# Aim
Give each line of the listing below as a JSON list of strings, one string per line, leaving out blank lines.

***** Records shown *****

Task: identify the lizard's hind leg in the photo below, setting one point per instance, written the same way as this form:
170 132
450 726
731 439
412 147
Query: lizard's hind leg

*****

# Written reply
[
  "Task: identify the lizard's hind leg in the photo below, setting one point per instance, written the same way as this form:",
  "170 132",
  "450 726",
  "731 439",
  "412 147",
  "Query: lizard's hind leg"
]